*OBJECTIVE:* Copy out all of the records below, swapping each "innermost point" for "central point" and keeping everything else identical. Leave the pictures out of your answer.
-- start --
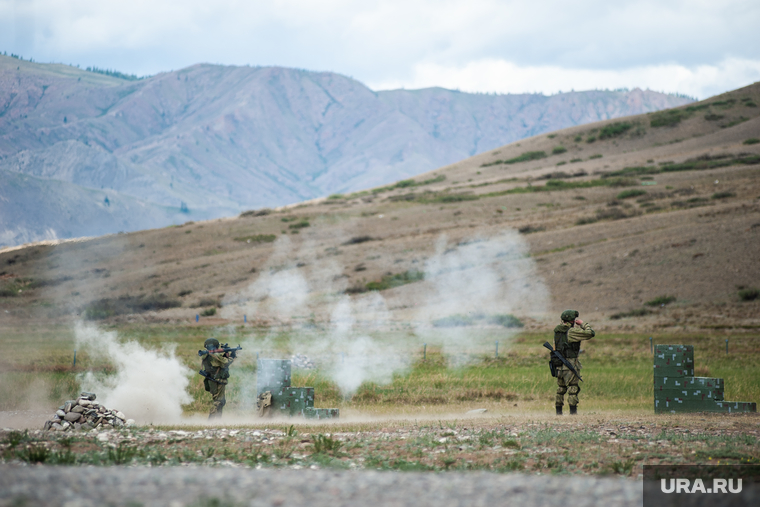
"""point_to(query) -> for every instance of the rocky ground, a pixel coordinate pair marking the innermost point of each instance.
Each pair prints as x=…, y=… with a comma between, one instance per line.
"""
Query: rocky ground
x=201, y=487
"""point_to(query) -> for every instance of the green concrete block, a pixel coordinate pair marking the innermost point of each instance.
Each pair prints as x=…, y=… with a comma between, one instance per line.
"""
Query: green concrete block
x=674, y=355
x=681, y=405
x=293, y=400
x=321, y=413
x=673, y=371
x=688, y=394
x=688, y=382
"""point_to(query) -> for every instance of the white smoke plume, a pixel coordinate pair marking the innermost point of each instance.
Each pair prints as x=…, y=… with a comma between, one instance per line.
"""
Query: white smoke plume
x=149, y=386
x=482, y=276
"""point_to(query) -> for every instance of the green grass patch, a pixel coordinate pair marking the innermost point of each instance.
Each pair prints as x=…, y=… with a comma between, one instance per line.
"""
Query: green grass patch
x=616, y=129
x=104, y=308
x=396, y=280
x=299, y=225
x=628, y=194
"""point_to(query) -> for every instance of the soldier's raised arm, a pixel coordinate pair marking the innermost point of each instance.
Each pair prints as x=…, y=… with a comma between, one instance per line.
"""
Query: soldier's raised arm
x=581, y=331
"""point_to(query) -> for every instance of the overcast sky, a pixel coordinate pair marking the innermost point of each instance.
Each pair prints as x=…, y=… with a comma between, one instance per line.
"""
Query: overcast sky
x=695, y=47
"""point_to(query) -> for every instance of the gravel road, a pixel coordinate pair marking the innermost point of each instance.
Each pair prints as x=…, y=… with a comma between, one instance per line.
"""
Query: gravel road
x=227, y=487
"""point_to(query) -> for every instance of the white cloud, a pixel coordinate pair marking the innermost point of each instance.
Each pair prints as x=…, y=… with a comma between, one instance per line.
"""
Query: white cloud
x=673, y=42
x=501, y=76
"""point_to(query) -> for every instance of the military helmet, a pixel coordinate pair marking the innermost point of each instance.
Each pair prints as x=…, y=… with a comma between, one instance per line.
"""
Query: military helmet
x=569, y=315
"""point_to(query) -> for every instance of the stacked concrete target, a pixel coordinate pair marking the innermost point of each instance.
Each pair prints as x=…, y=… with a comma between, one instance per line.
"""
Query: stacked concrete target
x=273, y=375
x=676, y=389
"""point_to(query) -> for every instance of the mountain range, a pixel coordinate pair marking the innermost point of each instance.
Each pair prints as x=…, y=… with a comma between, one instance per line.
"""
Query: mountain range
x=84, y=153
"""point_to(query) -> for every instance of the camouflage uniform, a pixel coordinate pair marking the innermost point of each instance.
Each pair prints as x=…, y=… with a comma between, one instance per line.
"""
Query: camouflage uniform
x=217, y=365
x=567, y=381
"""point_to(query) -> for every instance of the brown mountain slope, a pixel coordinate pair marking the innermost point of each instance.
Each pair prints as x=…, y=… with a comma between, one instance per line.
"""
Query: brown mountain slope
x=611, y=216
x=222, y=139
-- end --
*WRITTEN RESPONSE:*
"""point_to(query) -> for every instance of the rocky ground, a pixel coordinate pair marking the central point of each instance.
Each pair prints as x=…, y=… with a comma between, one instance per line.
"""
Query: rocky ground
x=201, y=487
"""point_to(query) -> for every instance of the green concrete block, a pixel coordinate pair marking the central point of each instance.
Each pair prints as x=…, y=… with a comma between, one instance per line.
"""
Query: green concrete block
x=674, y=355
x=681, y=405
x=293, y=400
x=321, y=413
x=673, y=371
x=688, y=394
x=688, y=382
"""point_to(query) -> for every instance of the white smoke plume, a pixel coordinate pair marking the central point of each instance.
Each pair prints as x=…, y=… with a comma between, one instance per line.
"""
Query: white smoke plume
x=149, y=386
x=482, y=276
"""point_to(query) -> for every instance of the green grass patch, a pixel coordinate pair marking the central point of each instance.
Each pair prints as x=…, y=… with a comma between, one instance per line.
"""
Query: green grass patch
x=616, y=129
x=104, y=308
x=396, y=280
x=299, y=225
x=628, y=194
"""point_to(query) -> for every instance of the soldier's raised arm, a pixel coordinate pair marking the central point of each instance.
Each pair prints as x=…, y=… with a comma between, one instance per line.
"""
Query: soldier's raised arm
x=581, y=331
"""point_to(query) -> for every instance of the overcast sky, a pixel coordinate pair marking the central point of each instance.
Each pair prints as x=…, y=… with a comma between, one instance per line.
"""
Query: overcast sky
x=695, y=47
"""point_to(query) -> for every instance of the gravel road, a pixel coordinate pair marking the central point of each instance.
Each pair prints as x=…, y=… with a comma between, one instance per line.
"""
Query: gravel road
x=227, y=487
"""point_to(query) -> for every instance of the white cloud, a pixel coordinate pair marking the central point of each instance.
Each pair prints as x=…, y=… with a comma between, one instance per line.
"""
Query: white cloud
x=673, y=42
x=501, y=76
"""point_to(query) -> for every instance of the military helmet, a pixel coordinate pair marking the central point of each instance.
Each pair prints as x=…, y=… with a comma between, one instance per line.
"""
Query: military helmet
x=569, y=315
"""point_to(query) -> for every instance of the stacked concrete target, a pixel coordinate pair marking the central point of each instance.
Each pair prints as x=…, y=… with a comma between, one instance per line.
"""
Query: stacked concrete target
x=273, y=375
x=676, y=389
"""point_to(query) -> for every instance of the mountain range, a pixel coordinate pair marking the central point of each instance.
Each pair prints as x=…, y=… with a comma between, one instance per line.
"""
Query: mountain range
x=84, y=153
"""point_to(query) -> for every instance of the camouflage uniform, a pixel coordinate pair marking the central point of each instance.
Each pair prints as x=…, y=… with a comma between, one instance per line.
"""
Query: camouflage uniform
x=217, y=365
x=567, y=381
"""point_to(query) -> for every instance of the brown mountain slope, a pixel coordinate pair marking the central point of each instance.
Each pair prints as x=…, y=… with a comma between, one instance per line.
"""
Query: brown mountain slope
x=611, y=216
x=222, y=139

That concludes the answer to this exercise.